• [Aim of the task] Look through the data below, and copy each line that carries the word "window".

• [Recorded data]
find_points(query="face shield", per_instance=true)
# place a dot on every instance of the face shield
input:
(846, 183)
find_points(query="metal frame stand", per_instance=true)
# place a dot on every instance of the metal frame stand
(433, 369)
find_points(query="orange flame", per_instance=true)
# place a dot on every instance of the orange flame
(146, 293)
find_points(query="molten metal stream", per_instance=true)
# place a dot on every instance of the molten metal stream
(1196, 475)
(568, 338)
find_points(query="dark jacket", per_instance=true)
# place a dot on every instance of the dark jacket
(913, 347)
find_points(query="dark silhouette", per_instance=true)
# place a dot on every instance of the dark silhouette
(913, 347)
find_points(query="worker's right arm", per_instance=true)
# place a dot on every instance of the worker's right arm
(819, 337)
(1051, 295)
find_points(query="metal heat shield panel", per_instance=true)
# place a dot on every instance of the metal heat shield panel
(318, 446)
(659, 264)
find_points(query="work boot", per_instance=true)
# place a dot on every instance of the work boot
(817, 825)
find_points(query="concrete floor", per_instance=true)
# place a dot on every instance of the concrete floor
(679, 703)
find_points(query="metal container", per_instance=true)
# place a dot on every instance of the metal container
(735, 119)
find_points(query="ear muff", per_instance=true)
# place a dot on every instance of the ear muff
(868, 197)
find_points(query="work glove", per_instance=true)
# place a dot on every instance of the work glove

---

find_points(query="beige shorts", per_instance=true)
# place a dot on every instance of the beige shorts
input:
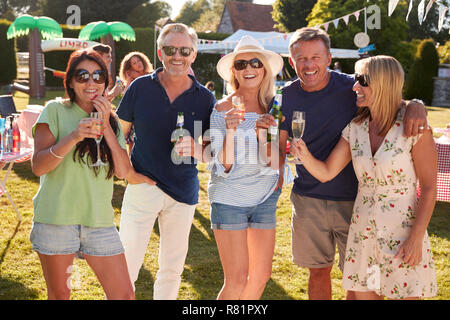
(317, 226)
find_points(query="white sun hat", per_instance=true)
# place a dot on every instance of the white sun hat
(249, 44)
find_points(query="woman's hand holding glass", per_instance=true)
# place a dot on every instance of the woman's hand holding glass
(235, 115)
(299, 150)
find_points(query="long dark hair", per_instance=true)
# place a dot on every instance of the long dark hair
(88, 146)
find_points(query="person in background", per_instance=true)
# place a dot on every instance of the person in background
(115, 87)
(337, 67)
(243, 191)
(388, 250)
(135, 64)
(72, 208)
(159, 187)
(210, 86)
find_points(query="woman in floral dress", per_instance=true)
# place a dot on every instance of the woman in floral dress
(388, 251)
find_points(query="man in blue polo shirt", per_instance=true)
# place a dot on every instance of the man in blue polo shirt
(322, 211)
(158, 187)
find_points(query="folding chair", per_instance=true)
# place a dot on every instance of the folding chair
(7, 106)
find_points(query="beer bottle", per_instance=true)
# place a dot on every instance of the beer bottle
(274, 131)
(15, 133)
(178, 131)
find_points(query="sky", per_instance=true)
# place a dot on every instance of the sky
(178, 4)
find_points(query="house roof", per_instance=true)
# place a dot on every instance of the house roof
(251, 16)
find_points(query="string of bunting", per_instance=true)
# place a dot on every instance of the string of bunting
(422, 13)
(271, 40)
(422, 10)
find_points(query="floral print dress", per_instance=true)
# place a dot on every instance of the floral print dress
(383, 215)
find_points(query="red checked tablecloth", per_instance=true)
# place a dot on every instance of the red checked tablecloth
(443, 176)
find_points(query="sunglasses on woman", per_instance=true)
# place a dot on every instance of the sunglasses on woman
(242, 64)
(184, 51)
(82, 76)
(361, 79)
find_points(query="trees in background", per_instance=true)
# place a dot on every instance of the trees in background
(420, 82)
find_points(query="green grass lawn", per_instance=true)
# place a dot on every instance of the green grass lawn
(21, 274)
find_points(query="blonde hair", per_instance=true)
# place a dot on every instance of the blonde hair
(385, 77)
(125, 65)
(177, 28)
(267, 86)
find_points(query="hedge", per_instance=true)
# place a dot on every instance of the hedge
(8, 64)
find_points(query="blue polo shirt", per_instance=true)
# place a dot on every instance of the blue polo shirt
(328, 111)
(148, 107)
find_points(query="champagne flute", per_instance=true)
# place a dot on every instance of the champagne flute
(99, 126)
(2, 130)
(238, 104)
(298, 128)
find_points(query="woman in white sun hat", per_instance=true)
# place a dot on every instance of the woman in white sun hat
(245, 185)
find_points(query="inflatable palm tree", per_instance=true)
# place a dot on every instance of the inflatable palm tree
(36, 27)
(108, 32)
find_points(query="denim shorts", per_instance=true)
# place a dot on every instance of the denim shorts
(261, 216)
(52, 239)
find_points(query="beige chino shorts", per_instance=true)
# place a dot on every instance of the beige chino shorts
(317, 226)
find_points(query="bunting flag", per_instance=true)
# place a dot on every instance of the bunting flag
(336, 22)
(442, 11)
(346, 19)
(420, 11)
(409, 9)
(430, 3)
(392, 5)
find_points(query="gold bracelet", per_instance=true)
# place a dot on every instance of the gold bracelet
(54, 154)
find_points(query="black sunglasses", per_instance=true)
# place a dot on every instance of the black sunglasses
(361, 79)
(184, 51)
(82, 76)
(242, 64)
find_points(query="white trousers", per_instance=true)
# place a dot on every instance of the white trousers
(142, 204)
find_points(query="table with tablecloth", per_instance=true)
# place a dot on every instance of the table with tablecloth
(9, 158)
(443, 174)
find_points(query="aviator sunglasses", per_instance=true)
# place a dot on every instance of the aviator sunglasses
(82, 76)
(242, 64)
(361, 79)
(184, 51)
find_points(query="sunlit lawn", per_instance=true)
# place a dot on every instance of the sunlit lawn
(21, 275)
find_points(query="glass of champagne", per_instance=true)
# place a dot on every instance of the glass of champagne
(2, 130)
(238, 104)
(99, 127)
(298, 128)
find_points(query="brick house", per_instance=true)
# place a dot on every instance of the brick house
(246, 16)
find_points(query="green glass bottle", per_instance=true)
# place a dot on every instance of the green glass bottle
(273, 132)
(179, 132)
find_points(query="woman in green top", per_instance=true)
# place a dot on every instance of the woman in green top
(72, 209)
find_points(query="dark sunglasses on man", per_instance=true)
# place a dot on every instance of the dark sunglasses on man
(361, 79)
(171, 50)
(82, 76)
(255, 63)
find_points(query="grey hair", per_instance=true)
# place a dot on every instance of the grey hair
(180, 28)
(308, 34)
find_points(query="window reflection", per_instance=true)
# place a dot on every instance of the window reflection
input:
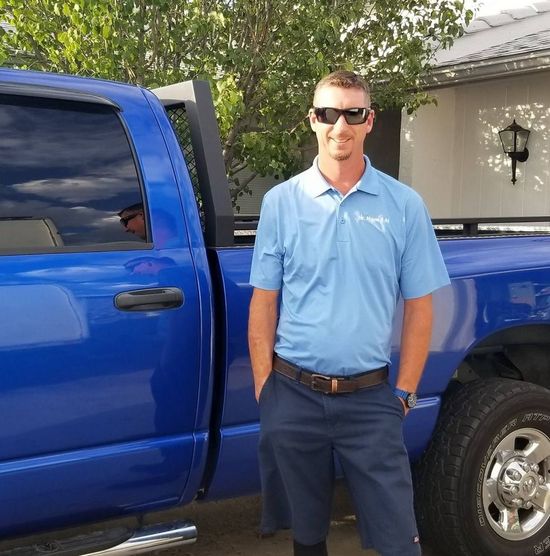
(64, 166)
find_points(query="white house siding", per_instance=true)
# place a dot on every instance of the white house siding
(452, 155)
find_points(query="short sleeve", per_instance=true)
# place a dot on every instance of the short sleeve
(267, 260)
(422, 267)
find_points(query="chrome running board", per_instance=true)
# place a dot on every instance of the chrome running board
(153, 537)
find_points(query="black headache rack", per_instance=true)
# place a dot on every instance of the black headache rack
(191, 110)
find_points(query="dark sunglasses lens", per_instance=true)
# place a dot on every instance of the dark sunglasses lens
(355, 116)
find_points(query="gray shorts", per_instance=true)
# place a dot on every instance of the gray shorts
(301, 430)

• [Task answer]
find_points(query="window reflection", per_instance=true)
# place a dot on every instance of the window reflection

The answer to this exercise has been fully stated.